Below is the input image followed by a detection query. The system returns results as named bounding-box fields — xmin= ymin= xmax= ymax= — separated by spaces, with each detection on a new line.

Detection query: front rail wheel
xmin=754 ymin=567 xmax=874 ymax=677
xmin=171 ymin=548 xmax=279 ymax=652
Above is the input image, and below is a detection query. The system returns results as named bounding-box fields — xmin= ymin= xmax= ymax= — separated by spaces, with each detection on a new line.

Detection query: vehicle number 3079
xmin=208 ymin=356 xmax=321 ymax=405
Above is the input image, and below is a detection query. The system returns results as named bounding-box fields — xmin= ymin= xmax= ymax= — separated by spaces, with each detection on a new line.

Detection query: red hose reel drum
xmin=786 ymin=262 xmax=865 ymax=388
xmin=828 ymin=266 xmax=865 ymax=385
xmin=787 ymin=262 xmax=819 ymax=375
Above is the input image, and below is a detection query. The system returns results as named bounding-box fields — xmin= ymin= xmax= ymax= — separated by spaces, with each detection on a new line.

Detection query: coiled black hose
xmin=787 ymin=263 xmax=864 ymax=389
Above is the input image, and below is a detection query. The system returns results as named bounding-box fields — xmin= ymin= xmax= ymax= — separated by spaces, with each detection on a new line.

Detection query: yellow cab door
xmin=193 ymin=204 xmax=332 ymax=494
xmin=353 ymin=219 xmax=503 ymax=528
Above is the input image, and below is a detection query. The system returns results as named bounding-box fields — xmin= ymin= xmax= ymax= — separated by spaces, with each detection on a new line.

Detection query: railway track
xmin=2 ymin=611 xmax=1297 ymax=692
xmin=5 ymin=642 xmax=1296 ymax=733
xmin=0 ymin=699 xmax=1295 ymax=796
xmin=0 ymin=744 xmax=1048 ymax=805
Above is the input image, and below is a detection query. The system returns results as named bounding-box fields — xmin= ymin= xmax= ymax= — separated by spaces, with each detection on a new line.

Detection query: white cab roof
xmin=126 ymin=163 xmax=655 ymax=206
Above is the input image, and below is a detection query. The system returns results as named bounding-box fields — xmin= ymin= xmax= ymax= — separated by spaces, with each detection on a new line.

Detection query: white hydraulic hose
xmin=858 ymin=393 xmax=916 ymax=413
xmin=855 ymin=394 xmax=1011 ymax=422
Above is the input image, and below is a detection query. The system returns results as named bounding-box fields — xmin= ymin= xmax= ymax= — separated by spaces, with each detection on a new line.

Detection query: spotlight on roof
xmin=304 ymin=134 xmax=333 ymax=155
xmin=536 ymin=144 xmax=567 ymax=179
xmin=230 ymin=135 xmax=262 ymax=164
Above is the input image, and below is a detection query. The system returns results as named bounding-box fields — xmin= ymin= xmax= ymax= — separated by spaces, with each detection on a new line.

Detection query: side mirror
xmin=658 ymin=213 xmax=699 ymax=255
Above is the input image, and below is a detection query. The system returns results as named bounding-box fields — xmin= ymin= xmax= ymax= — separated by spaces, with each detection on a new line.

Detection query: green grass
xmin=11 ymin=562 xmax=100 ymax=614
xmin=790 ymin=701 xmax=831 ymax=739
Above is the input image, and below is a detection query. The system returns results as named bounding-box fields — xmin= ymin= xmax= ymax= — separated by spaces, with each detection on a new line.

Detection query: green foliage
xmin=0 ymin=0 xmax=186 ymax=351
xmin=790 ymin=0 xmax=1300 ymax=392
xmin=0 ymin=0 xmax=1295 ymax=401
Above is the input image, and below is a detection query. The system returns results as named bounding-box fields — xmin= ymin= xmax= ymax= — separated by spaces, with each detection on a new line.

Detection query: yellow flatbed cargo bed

» PROBLEM TO SOLVE
All of the material is to be duplicated exactly.

» EXERCISE RESPONSE
Below is the input image followed by a detection query. The system returns results as named bounding-box fields — xmin= ymin= xmax= ymax= — separated by spaces, with each detection on a new line.

Detection query: front rail wheel
xmin=754 ymin=567 xmax=874 ymax=677
xmin=171 ymin=548 xmax=279 ymax=652
Above is the input image, and below is a detection query. The system returns results as named bounding-box fields — xmin= ymin= xmax= ymax= — separated by spaces, with each detection on a new line.

Detection query: vehicle number 3079
xmin=208 ymin=356 xmax=321 ymax=405
Above is the input image, and below is a detection query. The system returns results as named bounding-box fields — xmin= ymin= xmax= ymax= — separated by spaces, with each detection on a new line.

Detection query: red hose reel drum
xmin=786 ymin=262 xmax=865 ymax=388
xmin=828 ymin=266 xmax=865 ymax=385
xmin=787 ymin=262 xmax=819 ymax=375
Above is the input image, and below is a detection query. The system returns results as named bounding-box fields — xmin= ymin= xmax= ymax= — separated by spaces, with each detection on a new line.

Detection query: coiled black hose
xmin=787 ymin=263 xmax=864 ymax=389
Above is the input image, and below is a detection query. The system returns results as named bounding-box fields — xmin= ymin= xmax= ymax= — separated by spaces, with each detection on a new line.

Detection query: yellow cab door
xmin=193 ymin=204 xmax=332 ymax=494
xmin=353 ymin=219 xmax=503 ymax=528
Above is the input image, and below is a detection query. The system returns results as named bounding-box fields — xmin= ymin= xmax= ymax= — separated by spaces, with each detection on a new line.

Detection query: railway track
xmin=2 ymin=611 xmax=1297 ymax=692
xmin=5 ymin=642 xmax=1296 ymax=733
xmin=0 ymin=699 xmax=1295 ymax=796
xmin=0 ymin=744 xmax=1048 ymax=805
Above is the input image, and below is a detection query. The system returns results as named bounding-box fields — xmin= ymin= xmax= ymax= — separated by spaces, with each detection on a new line.

Detection query: white cab roof
xmin=126 ymin=163 xmax=655 ymax=206
Above is the input image, and below is a detection query. The system returns results as named bounding-box fields — xmin= ymin= xmax= ymax= — separated by spaces, with each detection on a new line.

Detection query: white hydraulic hose
xmin=858 ymin=393 xmax=916 ymax=413
xmin=855 ymin=394 xmax=1011 ymax=422
Above is the input image, and below is a detection query. The system returns results as named bounding-box fields — xmin= ymin= xmax= ymax= — separated by spaces, with each detection on a new line.

Detection query: spotlight on roof
xmin=304 ymin=134 xmax=333 ymax=155
xmin=536 ymin=144 xmax=567 ymax=179
xmin=230 ymin=135 xmax=262 ymax=164
Above is the input image, and below is a detection query. The system returns results as named bounding-box fields — xmin= ymin= xmax= ymax= — separated by spaces, with each detection on a new line.

Detection query: side mirror
xmin=658 ymin=213 xmax=699 ymax=255
Above is the input image, and below is a detection query. The system returns results as named bounding-box fields — xmin= ymin= xmax= ymax= — separated by spaces, with each detection on a new line.

Detection query: green grass
xmin=11 ymin=562 xmax=100 ymax=614
xmin=790 ymin=701 xmax=831 ymax=739
Above is the input image, and below is a detection query. The system returns results as named bounding-box fields — xmin= ymin= xmax= ymax= — separated by spaces, with each detection on a new line.

Detection query: green foliage
xmin=0 ymin=0 xmax=186 ymax=351
xmin=790 ymin=0 xmax=1300 ymax=392
xmin=0 ymin=0 xmax=1295 ymax=401
Above is the input image, and below is a detection query. The system returns results as named bounding-box fields — xmin= ymin= xmax= ymax= — separated by spaces, with each detection on a new line.

Detection query: yellow flatbed cargo bed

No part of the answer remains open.